• What you will do:
a) Using the Montgomery bus boycott passage below, state whether each statement agrees with it, answering yes or no and quoting the deciding words exactly. (i) About 40,000 African American riders stopped using the buses on December 5, 1955. (ii) Bus fares were raised from ten to twenty cents. (iii) Martin Luther King Jr. was elected president of the Montgomery Improvement Association.
b) Please print the part of the Montgomery bus boycott passage between "The bus boycott" and "about the boycott.", inclusive.

-- Start Document passage --

The bus boycott that took place in Montgomery, Alabama is a very important and influential event of the civil rights movement. During this protest, African Americans refused to use the buses as transportation because of the segregated seating that required people of color to sit in the back, and whites to sit in the front. This protest was sparked by the arrest of Rosa Parks when she refused to give up her seat to a white person. Rosa Parks is considered to be “widely respected, active in the church and in volunteer activities, Parks was an ideal person to serve as a rallying point for a protest” (Dunar 214). Through African American churches and headlines of newspapers in Montgomery, the word quickly got out about the boycott.
This website explains that about 40,000 African American riders ditched the buses on December 5, 1955 and began walking, no matter how far away their destination was. There also was carpools and taxis made available to help keep the boycott a success. That same day, Martin Luther King Jr. was elected president of the Montgomery Improvement Association (MIA), and it was decided that they continue on with the boycott. They would not stop until these following conditions were met: “courteous treatment on the buses, black bus drivers on routes that served the black community, and first come, first served seating on the bus. In the making last demand, they also agreed that African Americans would first take seats in the back of the bus, and move forward as the bus filled” (Dunar 216). Which was at first a thriving company, the buses in Montgomery lost 750,000 dollars in fares due to this protest. Bus officials would say, “unless the fares were doubled, ‘we just can’t live.’ City commissioners agreed, and fares were increased from ten to fifteen cents. Transfers, formerly free, would now carry a five-cent charge, and the fare for school children increased from five to eight cents” (McGhee). The company also had problems with communication when attempting to get riders back on the buses. Many of the drivers often said their “hands were tied”, considering they had no power over the city and state laws that implemented segregation onto their buses, making it impossible to come up with a feasible solution. In addition to the bus companies, the shopping centers downtown suffered as well since this large part of the town’s population no longer had easy transportation to get there to shop. Finally, on Monday, April 24, 1956, the Supreme Court of the United States decided that segregation of races on buses is unconstitutional, forcing the buses to discontinue their practice of segregation. Despite this decision, the bus lines still continued to struggle with new troubles. For example, “A few days after the buses were integrated, a fifteen-year-old black girl was beaten at a bus stop by a group of white males. Also in the days immediately following, five buses were fired upon by whites and at least one person was injured” (McGhee). Though the boycott had ended, its impacts were long lasting on the civil rights movement.

-- End Document passage --
-- Start Data excerpts --

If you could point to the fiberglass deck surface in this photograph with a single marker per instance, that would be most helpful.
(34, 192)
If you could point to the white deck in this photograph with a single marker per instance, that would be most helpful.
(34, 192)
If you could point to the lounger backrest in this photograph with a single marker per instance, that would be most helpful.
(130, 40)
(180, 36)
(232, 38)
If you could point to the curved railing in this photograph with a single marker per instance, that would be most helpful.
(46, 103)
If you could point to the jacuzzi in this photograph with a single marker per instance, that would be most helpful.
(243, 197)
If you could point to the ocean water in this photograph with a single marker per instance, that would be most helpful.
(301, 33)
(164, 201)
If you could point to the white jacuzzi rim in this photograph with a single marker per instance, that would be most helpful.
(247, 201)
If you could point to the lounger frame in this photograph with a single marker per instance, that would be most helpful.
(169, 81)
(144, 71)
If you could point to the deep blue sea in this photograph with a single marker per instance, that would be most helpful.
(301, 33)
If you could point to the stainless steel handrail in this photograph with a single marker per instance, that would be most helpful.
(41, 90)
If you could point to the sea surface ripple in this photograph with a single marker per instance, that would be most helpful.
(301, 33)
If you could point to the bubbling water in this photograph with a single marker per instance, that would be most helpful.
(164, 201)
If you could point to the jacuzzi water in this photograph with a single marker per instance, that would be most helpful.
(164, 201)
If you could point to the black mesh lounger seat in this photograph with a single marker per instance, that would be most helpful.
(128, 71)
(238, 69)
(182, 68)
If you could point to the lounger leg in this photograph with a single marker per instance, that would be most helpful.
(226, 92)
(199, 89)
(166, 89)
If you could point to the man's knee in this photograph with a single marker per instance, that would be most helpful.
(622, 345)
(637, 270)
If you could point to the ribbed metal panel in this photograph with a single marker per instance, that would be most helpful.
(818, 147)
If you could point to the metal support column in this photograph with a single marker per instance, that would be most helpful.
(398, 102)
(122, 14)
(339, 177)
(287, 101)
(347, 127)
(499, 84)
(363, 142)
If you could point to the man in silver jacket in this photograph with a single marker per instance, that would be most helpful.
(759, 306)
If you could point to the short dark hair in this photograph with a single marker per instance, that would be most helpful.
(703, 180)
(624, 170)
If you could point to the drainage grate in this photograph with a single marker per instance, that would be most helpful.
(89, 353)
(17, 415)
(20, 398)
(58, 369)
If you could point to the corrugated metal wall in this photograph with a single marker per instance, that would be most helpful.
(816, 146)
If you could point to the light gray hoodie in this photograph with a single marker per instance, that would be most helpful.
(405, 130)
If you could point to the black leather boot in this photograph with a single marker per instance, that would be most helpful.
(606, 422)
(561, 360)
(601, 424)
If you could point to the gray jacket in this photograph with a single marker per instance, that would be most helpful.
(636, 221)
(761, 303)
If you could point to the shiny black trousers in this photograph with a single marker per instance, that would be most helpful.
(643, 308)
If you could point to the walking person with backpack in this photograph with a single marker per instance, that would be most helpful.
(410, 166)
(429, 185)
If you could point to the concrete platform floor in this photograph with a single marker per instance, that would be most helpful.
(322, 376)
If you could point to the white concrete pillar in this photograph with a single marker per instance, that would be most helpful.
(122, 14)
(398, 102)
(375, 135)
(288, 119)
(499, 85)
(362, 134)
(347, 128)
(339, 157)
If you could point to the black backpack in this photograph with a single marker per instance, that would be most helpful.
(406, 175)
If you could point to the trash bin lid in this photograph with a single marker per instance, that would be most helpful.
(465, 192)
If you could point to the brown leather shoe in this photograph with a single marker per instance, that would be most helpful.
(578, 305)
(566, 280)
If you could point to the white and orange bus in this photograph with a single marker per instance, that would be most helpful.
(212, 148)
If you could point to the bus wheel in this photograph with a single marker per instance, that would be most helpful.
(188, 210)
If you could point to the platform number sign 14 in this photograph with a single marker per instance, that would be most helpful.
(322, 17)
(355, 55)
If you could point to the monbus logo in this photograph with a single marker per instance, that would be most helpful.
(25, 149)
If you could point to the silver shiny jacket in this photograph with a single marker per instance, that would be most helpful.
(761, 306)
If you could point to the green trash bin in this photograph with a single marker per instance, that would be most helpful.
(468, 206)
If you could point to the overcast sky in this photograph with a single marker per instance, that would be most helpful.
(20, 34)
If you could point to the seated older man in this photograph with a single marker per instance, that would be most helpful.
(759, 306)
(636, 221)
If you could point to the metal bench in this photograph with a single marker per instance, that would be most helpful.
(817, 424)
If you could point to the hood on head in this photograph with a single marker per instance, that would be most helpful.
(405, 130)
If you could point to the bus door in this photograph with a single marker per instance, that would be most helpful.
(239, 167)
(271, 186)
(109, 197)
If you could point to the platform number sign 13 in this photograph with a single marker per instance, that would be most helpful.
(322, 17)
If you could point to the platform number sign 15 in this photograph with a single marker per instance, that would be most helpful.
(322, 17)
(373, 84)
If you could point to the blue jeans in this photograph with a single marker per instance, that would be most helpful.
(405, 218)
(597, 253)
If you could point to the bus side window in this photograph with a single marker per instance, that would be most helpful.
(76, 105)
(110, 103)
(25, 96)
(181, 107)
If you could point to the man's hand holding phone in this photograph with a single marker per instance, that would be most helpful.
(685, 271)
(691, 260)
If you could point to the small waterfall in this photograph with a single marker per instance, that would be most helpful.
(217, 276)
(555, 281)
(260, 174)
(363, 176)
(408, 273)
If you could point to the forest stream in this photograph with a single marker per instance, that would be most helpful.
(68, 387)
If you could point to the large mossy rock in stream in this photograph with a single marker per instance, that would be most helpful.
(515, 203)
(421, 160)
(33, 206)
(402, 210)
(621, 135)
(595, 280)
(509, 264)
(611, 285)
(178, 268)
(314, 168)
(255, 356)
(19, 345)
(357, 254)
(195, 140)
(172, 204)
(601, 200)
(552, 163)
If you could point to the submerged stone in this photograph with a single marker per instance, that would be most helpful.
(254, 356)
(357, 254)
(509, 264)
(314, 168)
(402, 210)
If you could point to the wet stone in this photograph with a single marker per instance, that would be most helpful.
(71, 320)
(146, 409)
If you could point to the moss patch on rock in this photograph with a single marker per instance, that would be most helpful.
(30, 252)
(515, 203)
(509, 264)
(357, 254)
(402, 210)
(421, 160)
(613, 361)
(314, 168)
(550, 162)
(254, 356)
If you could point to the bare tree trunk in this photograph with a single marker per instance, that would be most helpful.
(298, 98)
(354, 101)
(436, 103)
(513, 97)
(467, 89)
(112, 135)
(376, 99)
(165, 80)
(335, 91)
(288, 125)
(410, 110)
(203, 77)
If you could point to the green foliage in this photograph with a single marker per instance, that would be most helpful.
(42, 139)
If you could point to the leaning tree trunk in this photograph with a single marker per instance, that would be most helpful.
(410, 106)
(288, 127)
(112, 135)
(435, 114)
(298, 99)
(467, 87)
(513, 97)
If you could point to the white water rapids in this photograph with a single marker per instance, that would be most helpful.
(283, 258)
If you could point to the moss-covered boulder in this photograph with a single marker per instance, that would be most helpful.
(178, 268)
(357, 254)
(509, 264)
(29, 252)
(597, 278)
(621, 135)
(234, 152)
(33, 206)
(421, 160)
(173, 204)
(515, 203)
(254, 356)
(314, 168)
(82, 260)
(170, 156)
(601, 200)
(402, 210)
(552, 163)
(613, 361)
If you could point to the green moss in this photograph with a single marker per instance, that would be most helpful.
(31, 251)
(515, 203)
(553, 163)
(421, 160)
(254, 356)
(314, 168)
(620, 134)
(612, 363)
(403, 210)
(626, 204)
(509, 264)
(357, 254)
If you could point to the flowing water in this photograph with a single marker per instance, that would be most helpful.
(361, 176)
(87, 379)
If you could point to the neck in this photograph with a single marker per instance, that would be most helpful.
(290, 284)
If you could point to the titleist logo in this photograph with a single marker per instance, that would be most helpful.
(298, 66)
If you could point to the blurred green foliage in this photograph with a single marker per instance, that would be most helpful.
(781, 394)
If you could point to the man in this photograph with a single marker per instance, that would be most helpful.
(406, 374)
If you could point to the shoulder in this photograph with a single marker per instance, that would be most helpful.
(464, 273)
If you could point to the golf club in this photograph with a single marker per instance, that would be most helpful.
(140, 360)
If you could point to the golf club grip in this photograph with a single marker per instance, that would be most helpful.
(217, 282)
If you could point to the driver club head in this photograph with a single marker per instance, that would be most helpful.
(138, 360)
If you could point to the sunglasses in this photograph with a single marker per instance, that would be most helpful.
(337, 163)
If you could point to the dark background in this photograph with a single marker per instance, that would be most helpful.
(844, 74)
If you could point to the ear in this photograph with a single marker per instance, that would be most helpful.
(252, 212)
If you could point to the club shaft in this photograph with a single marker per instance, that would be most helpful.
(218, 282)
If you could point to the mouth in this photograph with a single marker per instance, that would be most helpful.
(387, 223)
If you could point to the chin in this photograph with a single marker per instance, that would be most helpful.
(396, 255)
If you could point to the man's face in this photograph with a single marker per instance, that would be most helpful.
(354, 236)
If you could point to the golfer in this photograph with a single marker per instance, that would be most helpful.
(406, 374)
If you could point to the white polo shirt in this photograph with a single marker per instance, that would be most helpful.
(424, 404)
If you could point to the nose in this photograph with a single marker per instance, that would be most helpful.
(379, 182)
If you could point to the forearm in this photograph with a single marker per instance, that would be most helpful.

-- End Data excerpts --

• In response:
a)
(i) Yes: "about 40,000 African American riders ditched the buses on December 5, 1955"
(ii) No: "fares were increased from ten to fifteen cents"
(iii) Yes: "Martin Luther King Jr. was elected president of the Montgomery Improvement Association (MIA)"

b)
The bus boycott that took place in Montgomery, Alabama is a very important and influential event of the civil rights movement. During this protest, African Americans refused to use the buses as transportation because of the segregated seating that required people of color to sit in the back, and whites to sit in the front. This protest was sparked by the arrest of Rosa Parks when she refused to give up her seat to a white person. Rosa Parks is considered to be “widely respected, active in the church and in volunteer activities, Parks was an ideal person to serve as a rallying point for a protest” (Dunar 214). Through African American churches and headlines of newspapers in Montgomery, the word quickly got out about the boycott.